Many assumed the election in a heavily Democratic state would be a shoe-in for Attorney General Martha Coakley, the party’s candidate. But the race tightened up near the end.

Not being a Massachusetts resident with voting privileges, I have not closely investigated the political positions of the two candidates. But I did hear of two verbal errors committed by Ms. Coakley late in the game.

First, she referred to former Red Sox pitcher and World Series hero Curt Schilling — whose bloody sock is displayed in Cooperstown — as a New York Yankees fan. Her campaign keeps claiming it was a failed joke.

Second, she made a dismissing comment about campaigning outside Fenway Park, Boston’s beloved historic ballpark.

To me, that sounds like an 0-2 count — an unenviable position to be in whether facing Schilling in his prime or Republican candidate Scott Brown today.

Later tonight we will know the results of the race. Pundits will talk about the implications of the election as they pertain to partisan balance, filibustering and pushing though a legislative agenda.

But the election could be impacted by something else very American: baseball.

As one political pundit, George Will, wrote years ago in his book, Bunt: “…Baseball is a pretty sight and a nice experience, win or lose, particularly if it is watched in a nice park.”

So win or lose tonight, Martha, I hope you will find your way to Fenway this spring to learn a little more about the American pastime. It could benefit your political career and enhance your overall well being.

[Dataset entries]
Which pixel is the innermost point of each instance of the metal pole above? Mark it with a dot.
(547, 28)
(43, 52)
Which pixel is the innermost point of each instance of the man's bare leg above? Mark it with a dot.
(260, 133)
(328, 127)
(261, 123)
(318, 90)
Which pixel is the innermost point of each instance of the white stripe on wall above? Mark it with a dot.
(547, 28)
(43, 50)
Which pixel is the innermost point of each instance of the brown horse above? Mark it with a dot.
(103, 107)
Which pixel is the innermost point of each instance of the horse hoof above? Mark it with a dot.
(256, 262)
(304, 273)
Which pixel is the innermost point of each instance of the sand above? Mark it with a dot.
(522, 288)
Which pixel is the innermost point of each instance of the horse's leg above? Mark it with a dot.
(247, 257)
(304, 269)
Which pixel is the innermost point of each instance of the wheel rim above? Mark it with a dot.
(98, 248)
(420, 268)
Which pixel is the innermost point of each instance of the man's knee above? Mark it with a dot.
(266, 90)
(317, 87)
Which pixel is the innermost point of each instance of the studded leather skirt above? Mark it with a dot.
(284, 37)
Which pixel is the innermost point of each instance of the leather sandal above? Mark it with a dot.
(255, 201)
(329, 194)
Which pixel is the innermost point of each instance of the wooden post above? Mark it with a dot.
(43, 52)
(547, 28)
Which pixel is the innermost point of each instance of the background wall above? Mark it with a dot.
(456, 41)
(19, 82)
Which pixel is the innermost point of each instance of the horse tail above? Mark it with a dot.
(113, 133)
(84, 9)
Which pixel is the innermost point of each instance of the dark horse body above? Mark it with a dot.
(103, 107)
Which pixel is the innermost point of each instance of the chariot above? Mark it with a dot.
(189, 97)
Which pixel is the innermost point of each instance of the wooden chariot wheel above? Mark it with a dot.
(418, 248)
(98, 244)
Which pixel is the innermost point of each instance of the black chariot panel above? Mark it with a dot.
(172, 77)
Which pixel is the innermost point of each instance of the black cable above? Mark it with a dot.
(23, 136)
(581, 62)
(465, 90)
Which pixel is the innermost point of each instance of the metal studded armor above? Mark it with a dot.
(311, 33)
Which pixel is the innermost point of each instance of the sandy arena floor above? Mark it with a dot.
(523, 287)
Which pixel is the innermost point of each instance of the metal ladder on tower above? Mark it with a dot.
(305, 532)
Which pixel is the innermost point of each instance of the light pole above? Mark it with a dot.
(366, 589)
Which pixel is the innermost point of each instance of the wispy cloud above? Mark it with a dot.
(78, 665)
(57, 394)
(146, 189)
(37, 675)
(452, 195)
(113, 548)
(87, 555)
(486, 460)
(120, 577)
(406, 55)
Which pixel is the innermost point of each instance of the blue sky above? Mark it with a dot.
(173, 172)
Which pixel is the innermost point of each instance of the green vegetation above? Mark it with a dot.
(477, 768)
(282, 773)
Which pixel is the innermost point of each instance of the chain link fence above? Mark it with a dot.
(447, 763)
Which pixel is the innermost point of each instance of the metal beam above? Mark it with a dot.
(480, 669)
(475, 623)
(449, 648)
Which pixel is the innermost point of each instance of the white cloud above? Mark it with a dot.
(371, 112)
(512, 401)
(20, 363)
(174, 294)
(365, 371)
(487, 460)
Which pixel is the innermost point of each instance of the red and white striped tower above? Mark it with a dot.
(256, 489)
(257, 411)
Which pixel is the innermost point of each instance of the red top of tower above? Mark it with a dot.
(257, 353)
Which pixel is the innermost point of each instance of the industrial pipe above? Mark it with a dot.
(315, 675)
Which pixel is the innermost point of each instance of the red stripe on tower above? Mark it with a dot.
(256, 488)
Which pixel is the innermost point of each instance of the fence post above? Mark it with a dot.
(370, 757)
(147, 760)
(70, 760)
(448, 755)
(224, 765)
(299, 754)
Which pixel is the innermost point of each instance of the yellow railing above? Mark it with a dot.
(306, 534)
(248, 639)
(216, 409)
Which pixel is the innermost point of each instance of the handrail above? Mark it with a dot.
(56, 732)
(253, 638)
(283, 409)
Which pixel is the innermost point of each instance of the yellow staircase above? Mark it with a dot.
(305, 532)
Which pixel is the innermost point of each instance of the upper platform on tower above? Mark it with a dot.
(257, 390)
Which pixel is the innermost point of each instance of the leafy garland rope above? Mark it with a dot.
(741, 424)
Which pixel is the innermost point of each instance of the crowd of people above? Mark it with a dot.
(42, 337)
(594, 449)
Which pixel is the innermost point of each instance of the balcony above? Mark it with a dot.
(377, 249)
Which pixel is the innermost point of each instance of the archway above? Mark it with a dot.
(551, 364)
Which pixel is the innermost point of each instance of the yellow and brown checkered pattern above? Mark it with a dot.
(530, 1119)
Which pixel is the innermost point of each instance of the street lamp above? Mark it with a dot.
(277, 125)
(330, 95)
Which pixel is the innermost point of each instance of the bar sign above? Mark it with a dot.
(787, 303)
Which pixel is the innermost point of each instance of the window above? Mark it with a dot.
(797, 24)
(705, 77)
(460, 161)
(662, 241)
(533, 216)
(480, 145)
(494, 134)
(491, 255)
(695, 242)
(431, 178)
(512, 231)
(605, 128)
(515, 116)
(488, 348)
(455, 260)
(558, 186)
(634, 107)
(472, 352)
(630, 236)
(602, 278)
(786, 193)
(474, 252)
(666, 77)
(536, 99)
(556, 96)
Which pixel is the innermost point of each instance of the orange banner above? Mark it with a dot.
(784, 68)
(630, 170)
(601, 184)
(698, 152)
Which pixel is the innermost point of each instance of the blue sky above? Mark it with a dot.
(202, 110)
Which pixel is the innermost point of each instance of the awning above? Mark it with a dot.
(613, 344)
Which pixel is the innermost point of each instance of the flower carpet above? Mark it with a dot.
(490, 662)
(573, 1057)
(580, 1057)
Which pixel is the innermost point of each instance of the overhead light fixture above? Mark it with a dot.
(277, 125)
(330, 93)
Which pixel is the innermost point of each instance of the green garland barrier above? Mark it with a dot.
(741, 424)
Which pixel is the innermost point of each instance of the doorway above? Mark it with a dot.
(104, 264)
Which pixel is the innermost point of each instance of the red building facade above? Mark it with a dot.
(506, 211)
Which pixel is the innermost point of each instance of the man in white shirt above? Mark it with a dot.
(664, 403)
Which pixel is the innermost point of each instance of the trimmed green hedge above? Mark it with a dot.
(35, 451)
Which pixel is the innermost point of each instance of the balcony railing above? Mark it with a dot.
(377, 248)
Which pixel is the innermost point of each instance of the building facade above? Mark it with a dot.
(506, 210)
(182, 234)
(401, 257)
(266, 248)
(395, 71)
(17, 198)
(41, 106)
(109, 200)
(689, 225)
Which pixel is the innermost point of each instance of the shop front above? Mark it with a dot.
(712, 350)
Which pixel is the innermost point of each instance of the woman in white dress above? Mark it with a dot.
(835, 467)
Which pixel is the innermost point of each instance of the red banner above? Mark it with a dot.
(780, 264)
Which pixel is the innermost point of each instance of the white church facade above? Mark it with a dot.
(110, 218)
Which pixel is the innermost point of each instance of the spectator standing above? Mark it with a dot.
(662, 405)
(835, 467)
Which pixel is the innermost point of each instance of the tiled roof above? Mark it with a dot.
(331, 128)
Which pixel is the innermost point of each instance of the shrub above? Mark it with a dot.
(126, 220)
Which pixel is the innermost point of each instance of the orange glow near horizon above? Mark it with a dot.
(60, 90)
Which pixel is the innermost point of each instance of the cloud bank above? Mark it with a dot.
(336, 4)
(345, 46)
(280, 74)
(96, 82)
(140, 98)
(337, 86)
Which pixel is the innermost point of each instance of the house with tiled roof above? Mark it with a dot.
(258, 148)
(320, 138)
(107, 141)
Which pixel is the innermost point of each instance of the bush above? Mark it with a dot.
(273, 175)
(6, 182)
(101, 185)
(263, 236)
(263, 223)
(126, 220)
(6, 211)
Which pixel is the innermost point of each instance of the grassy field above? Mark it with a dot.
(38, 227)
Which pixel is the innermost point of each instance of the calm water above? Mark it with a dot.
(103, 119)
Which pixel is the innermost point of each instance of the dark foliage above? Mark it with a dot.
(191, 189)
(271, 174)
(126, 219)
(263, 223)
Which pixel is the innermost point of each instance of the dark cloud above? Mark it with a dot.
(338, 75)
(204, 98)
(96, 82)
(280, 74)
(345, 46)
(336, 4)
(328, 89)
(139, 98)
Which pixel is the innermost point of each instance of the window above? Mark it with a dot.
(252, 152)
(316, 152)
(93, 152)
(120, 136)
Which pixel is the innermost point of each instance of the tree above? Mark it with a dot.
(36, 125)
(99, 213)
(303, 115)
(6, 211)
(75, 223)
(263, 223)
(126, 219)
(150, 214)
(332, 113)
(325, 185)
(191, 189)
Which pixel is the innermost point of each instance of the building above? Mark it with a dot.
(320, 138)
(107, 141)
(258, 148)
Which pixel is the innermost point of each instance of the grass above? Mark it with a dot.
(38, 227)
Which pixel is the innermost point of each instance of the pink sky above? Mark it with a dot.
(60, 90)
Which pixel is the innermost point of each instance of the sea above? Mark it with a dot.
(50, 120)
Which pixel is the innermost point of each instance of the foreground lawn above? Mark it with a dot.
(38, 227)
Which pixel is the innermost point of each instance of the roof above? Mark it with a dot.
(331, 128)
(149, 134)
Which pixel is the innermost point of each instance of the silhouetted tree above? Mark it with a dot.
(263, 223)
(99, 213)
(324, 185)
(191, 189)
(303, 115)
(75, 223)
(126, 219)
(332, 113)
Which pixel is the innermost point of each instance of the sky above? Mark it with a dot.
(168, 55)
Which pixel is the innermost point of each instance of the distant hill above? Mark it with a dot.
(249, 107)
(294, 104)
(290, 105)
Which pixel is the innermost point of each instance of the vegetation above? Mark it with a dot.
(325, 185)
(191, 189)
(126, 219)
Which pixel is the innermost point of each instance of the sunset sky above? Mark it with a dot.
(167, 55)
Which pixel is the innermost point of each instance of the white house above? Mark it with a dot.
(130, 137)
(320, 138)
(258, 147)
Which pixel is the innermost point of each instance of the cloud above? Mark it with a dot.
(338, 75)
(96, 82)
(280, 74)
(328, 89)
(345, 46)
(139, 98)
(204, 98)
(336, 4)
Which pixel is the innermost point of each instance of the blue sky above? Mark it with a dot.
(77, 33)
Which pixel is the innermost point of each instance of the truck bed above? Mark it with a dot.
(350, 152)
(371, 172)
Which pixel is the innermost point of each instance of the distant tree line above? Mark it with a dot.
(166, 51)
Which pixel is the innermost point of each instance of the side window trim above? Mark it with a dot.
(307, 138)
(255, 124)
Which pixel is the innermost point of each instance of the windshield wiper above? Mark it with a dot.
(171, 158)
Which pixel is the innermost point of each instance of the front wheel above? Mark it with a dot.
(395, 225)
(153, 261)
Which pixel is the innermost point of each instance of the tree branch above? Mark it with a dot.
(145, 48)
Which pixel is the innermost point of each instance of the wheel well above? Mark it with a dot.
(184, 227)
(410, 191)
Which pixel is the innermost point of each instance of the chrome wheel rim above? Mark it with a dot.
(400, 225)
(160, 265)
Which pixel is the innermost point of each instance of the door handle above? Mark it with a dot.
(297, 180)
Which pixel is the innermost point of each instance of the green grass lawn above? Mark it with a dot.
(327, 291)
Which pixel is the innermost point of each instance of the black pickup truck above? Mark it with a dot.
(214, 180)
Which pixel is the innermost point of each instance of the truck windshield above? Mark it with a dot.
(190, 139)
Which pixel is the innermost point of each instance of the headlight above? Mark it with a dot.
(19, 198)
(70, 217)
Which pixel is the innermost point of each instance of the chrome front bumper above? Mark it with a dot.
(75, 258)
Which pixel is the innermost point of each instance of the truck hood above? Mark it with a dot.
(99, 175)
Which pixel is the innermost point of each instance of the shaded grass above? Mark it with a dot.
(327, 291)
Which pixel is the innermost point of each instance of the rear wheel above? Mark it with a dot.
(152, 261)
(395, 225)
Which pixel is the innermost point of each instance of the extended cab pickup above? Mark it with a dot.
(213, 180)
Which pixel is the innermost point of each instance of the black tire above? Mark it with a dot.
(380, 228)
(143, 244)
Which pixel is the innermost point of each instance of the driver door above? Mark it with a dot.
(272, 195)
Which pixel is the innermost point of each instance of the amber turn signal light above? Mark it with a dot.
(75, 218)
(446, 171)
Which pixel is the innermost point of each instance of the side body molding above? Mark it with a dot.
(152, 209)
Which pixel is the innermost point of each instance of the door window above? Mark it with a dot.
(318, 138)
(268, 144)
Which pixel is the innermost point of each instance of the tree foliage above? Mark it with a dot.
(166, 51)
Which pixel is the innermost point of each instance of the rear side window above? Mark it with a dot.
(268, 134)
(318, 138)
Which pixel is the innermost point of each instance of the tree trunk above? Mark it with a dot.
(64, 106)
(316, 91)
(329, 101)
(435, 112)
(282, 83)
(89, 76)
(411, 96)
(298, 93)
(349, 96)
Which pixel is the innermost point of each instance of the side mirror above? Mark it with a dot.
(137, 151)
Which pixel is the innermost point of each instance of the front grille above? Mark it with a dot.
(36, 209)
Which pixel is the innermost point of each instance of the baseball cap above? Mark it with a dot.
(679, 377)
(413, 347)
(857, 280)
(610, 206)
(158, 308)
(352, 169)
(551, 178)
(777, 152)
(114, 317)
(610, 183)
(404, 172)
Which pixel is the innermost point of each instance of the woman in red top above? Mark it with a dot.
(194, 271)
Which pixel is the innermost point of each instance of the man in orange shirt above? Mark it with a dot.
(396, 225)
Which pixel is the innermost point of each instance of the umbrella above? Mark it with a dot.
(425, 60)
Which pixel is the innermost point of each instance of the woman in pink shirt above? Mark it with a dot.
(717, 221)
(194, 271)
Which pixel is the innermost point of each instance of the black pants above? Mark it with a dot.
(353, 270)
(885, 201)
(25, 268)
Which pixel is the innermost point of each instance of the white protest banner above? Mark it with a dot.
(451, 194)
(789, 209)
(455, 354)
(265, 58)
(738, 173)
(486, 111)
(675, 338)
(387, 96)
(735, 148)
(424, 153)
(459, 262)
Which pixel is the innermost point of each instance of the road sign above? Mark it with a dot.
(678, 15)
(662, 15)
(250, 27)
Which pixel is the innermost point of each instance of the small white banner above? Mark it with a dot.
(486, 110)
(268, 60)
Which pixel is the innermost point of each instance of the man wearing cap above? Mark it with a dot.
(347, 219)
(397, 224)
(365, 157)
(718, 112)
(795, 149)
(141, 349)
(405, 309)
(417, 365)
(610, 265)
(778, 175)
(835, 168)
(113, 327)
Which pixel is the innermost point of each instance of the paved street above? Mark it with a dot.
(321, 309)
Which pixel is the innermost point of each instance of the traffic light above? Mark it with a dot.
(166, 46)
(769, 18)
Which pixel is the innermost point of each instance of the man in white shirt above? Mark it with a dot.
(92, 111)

## SET PROBLEM A
In the piece on Martha Coakley's campaign, what does her campaign claim her remark about Curt Schilling was?
## SET PROBLEM B
From the piece on Martha Coakley's campaign, output the passage that begins with the words containing "First, she referred" and ends with "a legislative agenda.".

## TASK OUTPUT A
A failed joke.

## TASK OUTPUT B
First, she referred to former Red Sox pitcher and World Series hero Curt Schilling — whose bloody sock is displayed in Cooperstown — as a New York Yankees fan. Her campaign keeps claiming it was a failed joke.

Second, she made a dismissing comment about campaigning outside Fenway Park, Boston’s beloved historic ballpark.

To me, that sounds like an 0-2 count — an unenviable position to be in whether facing Schilling in his prime or Republican candidate Scott Brown today.

Later tonight we will know the results of the race. Pundits will talk about the implications of the election as they pertain to partisan balance, filibustering and pushing though a legislative agenda.